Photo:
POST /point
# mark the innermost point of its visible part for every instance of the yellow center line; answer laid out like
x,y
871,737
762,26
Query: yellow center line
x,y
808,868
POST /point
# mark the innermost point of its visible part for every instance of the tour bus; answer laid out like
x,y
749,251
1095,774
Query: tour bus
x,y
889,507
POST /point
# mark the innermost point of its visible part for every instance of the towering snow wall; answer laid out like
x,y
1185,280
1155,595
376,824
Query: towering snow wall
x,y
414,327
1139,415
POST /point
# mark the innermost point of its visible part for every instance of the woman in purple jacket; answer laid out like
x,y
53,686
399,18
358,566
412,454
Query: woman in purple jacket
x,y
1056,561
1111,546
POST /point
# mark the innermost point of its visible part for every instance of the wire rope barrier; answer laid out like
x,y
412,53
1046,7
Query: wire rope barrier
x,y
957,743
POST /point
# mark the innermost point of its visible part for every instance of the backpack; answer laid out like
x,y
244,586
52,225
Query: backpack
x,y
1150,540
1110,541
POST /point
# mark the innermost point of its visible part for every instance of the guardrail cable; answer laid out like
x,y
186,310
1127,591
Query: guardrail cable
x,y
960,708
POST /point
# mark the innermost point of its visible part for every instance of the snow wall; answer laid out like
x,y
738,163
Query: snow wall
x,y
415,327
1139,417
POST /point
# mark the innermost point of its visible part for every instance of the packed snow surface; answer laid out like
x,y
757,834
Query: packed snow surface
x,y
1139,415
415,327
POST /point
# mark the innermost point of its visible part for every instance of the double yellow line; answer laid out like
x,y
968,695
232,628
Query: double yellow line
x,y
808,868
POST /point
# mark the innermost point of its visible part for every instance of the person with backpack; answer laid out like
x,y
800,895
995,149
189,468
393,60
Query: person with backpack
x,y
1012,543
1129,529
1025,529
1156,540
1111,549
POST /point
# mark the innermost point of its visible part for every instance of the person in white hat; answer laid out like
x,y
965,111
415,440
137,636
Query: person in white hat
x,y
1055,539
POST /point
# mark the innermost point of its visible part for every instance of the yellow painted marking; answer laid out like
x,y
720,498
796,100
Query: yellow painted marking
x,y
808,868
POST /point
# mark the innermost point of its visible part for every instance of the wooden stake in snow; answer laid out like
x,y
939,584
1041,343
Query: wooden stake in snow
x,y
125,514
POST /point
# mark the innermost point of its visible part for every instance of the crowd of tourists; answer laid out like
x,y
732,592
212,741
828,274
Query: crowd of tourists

══════════

What to produce
Recopy the whole listing exactly.

Answer
Photo:
POST /point
# mark the innermost point of its visible part for every instance of the yellow center line; answer laid out like
x,y
871,737
762,26
Query: yellow center line
x,y
808,868
POST /point
# mark the innermost point of its visible part for every instance of the tour bus; answer laid out like
x,y
749,251
1095,774
Query: tour bus
x,y
889,507
POST /point
# mark the innermost point of its visible part for every instance of the towering snow wall; answer laid out like
x,y
1185,280
1155,595
376,824
Query: towering snow wall
x,y
414,327
1139,415
POST /point
# mark the innermost point of its visible part for every instance of the woman in purple jacket; answer laid out like
x,y
53,686
399,18
358,566
412,454
Query: woman in purple jacket
x,y
1056,561
1111,546
POST /point
# mark the innermost point of its visible part for every instance of the wire rope barrier; answer laid out like
x,y
412,53
1046,7
Query: wire rope barrier
x,y
957,743
POST /point
# mark the innermost point of its visible part for every instance of the backpack; answer laid out like
x,y
244,586
52,225
Query: backpack
x,y
1150,540
1110,541
POST /point
# mark the innermost point of its visible part for every instance of the guardrail cable; answer laid out like
x,y
186,310
1127,591
Query: guardrail cable
x,y
960,708
POST /point
# mark the innermost point of its visible part for every instance of the snow wall; answer laid out like
x,y
738,163
Query: snow wall
x,y
415,327
1139,417
POST /point
# mark the innermost point of its visible part for every instance of the packed snow surface; answer laid out like
x,y
757,834
Query: packed snow surface
x,y
1139,415
415,327
POST /point
# mark the innermost point of its visible part for every instance of the double yellow line; answer laid out like
x,y
968,695
232,628
Query: double yellow line
x,y
808,868
POST /point
# mark the innermost point of its visible part for every instance of the person with backpack; answer laid out like
x,y
800,895
995,149
189,468
393,60
Query: person with backpack
x,y
1012,543
1129,529
1025,529
1156,540
1111,549
POST /point
# mark the innermost point of its visible part for every instance of the person in white hat; answer laid out like
x,y
965,111
415,440
137,636
Query: person in white hat
x,y
1055,539
POST /point
# mark the innermost point of its visible part for every instance of the yellow painted marking; answer laid out like
x,y
720,498
796,100
Query: yellow painted marking
x,y
808,868
POST /point
# mark the innermost point of its visible part for every instance of the wooden stake in snow; answer laid out like
x,y
939,584
1041,343
Query: wooden stake in snow
x,y
125,514
POST /point
# mark the innermost point of its visible part for every instance of the crowd of tourists; answer laid out like
x,y
732,592
212,741
828,274
Query: crowd of tourists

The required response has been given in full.